Please retype the listing below line for line, leaving out the pictures.
━━━━━ Dataset records ━━━━━
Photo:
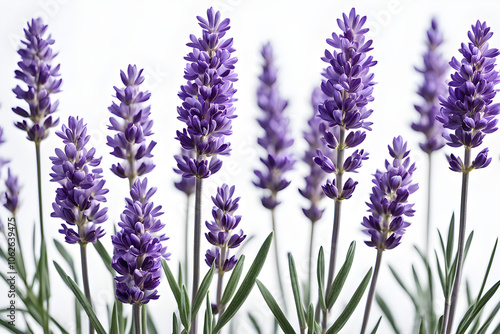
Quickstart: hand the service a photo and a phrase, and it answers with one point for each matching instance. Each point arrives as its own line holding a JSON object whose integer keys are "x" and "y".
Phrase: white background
{"x": 98, "y": 38}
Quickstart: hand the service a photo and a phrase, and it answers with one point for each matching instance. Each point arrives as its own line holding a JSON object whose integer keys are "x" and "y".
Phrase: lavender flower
{"x": 82, "y": 188}
{"x": 221, "y": 229}
{"x": 41, "y": 78}
{"x": 207, "y": 98}
{"x": 313, "y": 135}
{"x": 434, "y": 70}
{"x": 129, "y": 143}
{"x": 137, "y": 248}
{"x": 348, "y": 86}
{"x": 389, "y": 199}
{"x": 276, "y": 139}
{"x": 468, "y": 111}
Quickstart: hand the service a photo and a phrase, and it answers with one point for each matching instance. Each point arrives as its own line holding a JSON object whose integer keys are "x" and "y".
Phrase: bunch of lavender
━━━━━
__Answer to the task__
Photo:
Quickstart: hand the service a photo and a phrase, and it answers with one point for each matching instance. Each point arrives as its own line holding a JSON object whose integer keys are "x" and "y".
Phrase: white background
{"x": 98, "y": 38}
Quickstart: hand the service a photo and a phrase, and it answers with one point for each matching instance. Each point arrives as its own line holding a JSON object whose integer keys are "x" and "y".
Phrase: lavender flower
{"x": 82, "y": 188}
{"x": 221, "y": 229}
{"x": 41, "y": 78}
{"x": 207, "y": 98}
{"x": 313, "y": 135}
{"x": 434, "y": 70}
{"x": 129, "y": 143}
{"x": 137, "y": 248}
{"x": 348, "y": 86}
{"x": 389, "y": 199}
{"x": 276, "y": 139}
{"x": 468, "y": 111}
Quickstart: hand the service a photo and a phrase, and it answers with one point for each matching instance. Each point arrives as its own line holding a JSON object whose integer keys are "x" and "y".
Phrase: bunch of lavender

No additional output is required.